Information shown:

-- Begin --

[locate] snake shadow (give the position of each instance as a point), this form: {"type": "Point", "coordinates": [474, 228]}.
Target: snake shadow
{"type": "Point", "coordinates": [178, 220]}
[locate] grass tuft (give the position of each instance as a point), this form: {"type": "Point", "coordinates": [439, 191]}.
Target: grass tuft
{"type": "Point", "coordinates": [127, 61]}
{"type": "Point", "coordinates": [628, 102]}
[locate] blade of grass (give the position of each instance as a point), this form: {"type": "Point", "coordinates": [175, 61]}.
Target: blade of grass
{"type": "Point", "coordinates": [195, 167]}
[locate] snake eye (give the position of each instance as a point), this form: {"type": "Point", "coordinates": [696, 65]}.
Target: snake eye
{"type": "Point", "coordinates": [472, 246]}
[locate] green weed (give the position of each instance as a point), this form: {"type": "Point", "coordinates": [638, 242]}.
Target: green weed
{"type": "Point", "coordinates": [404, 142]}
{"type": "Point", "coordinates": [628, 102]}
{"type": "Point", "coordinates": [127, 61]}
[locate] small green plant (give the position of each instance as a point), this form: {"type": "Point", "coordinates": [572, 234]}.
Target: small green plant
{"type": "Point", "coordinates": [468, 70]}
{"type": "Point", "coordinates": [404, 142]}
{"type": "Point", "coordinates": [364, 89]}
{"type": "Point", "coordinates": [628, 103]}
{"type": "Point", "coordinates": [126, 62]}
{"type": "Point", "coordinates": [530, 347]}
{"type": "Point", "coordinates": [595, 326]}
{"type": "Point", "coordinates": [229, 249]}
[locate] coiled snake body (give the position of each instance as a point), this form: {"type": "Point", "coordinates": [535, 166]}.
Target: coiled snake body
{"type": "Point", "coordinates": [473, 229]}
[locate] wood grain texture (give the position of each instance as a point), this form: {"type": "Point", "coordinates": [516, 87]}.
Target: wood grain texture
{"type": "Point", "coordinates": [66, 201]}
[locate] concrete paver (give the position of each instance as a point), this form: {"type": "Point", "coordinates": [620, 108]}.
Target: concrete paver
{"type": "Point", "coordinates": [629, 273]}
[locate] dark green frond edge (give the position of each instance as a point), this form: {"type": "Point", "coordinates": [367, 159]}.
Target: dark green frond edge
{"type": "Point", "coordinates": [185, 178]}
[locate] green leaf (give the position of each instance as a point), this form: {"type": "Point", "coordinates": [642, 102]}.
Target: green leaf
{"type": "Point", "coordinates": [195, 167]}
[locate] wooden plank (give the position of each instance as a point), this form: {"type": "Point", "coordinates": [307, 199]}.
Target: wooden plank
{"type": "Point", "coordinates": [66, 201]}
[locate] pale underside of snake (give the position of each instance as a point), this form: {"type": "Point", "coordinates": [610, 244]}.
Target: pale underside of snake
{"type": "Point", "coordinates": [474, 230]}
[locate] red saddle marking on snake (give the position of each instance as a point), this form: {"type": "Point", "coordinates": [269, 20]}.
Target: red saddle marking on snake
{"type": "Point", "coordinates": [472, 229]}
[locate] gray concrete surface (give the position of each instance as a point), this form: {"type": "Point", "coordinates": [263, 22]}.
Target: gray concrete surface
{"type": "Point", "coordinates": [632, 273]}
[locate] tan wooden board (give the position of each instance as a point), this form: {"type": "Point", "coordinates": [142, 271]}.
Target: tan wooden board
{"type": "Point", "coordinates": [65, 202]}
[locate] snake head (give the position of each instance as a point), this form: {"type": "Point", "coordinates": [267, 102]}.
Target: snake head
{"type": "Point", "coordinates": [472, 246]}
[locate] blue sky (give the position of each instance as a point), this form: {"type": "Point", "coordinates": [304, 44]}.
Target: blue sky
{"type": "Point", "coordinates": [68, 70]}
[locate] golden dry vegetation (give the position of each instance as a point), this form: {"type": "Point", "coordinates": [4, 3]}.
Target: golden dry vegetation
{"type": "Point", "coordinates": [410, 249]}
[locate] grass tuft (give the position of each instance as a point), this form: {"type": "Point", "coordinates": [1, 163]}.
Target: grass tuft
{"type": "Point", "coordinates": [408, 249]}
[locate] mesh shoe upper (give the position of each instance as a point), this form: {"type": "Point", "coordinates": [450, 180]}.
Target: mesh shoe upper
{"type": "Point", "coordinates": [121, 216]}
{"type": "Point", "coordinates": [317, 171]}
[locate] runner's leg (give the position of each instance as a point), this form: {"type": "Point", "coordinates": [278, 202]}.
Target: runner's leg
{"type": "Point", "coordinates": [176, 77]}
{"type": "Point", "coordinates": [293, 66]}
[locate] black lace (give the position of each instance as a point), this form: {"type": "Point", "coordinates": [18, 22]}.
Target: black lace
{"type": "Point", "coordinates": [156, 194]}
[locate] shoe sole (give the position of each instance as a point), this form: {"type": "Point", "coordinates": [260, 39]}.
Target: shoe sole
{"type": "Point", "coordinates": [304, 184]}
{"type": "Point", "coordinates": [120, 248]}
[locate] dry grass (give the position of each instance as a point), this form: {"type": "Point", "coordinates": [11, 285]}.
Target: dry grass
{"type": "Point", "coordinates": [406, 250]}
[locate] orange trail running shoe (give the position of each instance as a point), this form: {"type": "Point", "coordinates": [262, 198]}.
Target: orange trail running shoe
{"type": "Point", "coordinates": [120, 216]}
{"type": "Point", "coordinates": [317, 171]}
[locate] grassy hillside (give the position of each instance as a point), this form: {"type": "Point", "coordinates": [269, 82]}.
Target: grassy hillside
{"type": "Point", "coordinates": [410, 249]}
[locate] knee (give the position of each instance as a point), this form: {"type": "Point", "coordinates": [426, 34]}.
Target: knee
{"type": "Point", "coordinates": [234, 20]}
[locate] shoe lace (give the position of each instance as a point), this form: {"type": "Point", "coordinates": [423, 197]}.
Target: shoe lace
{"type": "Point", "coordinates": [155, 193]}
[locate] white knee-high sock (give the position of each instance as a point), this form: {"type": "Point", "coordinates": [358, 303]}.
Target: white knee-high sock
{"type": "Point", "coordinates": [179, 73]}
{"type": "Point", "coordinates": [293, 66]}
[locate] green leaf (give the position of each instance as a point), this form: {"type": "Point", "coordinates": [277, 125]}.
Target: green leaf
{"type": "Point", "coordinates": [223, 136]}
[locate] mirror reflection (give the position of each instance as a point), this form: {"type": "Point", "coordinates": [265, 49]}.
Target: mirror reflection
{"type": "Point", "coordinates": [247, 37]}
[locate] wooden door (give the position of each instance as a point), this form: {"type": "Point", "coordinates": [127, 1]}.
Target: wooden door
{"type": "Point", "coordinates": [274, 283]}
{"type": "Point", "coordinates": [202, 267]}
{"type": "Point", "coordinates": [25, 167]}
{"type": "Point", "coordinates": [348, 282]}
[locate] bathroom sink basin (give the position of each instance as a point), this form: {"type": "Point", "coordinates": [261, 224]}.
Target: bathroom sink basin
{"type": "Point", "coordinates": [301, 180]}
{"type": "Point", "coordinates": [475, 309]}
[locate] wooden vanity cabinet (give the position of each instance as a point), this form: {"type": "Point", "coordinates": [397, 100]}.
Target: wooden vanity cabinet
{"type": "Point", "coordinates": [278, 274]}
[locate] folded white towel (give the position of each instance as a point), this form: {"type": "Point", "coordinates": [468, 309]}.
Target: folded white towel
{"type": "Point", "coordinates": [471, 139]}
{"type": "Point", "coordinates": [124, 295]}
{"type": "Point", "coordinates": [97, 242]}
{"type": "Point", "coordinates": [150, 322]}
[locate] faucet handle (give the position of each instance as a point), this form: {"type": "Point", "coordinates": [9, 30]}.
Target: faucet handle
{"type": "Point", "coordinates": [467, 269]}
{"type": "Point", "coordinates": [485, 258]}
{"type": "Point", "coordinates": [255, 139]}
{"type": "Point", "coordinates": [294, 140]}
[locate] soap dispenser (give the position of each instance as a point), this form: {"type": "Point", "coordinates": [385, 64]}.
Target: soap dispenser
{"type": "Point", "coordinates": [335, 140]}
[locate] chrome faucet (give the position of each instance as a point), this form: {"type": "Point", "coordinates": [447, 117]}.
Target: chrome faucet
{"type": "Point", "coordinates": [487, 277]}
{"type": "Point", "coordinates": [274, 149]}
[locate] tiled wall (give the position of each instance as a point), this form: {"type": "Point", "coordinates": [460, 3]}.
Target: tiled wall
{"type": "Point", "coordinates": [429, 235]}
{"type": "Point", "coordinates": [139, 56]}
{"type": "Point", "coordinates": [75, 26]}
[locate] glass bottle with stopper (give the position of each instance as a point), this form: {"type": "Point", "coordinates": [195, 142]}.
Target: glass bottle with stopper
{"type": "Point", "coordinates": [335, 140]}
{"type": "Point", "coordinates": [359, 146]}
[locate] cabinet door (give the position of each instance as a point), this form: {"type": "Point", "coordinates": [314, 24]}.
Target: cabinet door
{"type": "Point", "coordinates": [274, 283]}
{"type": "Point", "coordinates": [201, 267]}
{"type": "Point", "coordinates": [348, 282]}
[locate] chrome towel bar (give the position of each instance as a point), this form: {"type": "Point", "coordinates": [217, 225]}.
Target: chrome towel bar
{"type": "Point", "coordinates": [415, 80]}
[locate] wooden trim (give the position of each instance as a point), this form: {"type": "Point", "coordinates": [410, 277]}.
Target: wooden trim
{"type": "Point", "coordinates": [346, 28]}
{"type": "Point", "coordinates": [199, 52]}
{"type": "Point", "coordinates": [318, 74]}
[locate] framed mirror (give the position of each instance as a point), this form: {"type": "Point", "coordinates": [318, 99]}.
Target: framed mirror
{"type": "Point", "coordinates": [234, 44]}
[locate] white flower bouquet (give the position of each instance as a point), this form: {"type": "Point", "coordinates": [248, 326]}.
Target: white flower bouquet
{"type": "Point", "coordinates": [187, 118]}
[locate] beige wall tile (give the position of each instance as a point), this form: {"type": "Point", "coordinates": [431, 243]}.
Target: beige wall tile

-- End --

Given request:
Return the line that contains "[locate] wooden trim" along with every line after it through the end of the entries, exactly, adding nothing.

Output below:
[locate] wooden trim (give the position of each instance as a point), this form: {"type": "Point", "coordinates": [410, 277]}.
Target: wooden trim
{"type": "Point", "coordinates": [346, 28]}
{"type": "Point", "coordinates": [199, 52]}
{"type": "Point", "coordinates": [318, 74]}
[locate] framed mirror (give the position of each instance as a point), this form: {"type": "Point", "coordinates": [318, 99]}.
Target: framed mirror
{"type": "Point", "coordinates": [234, 44]}
[locate] white flower bouquet (give the position of each instance as a point), this form: {"type": "Point", "coordinates": [248, 326]}.
Target: white flower bouquet
{"type": "Point", "coordinates": [187, 118]}
[locate] beige wall tile (give the position of each instance as a point), this form: {"type": "Point", "coordinates": [431, 243]}.
Target: beige wall tile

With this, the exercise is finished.